> **AIM OF THE EXERCISE**:
Nothing but a full, exact copy of the data is needed.

Natural language region descriptions:
==============================
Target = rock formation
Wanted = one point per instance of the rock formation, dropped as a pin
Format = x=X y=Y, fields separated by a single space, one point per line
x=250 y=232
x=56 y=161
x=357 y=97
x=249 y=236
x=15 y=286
==============================
> **OUTPUT OF THE TASK**:
Target = rock formation
Wanted = one point per instance of the rock formation, dropped as a pin
Format = x=X y=Y, fields separated by a single space, one point per line
x=250 y=232
x=56 y=161
x=357 y=97
x=249 y=236
x=15 y=286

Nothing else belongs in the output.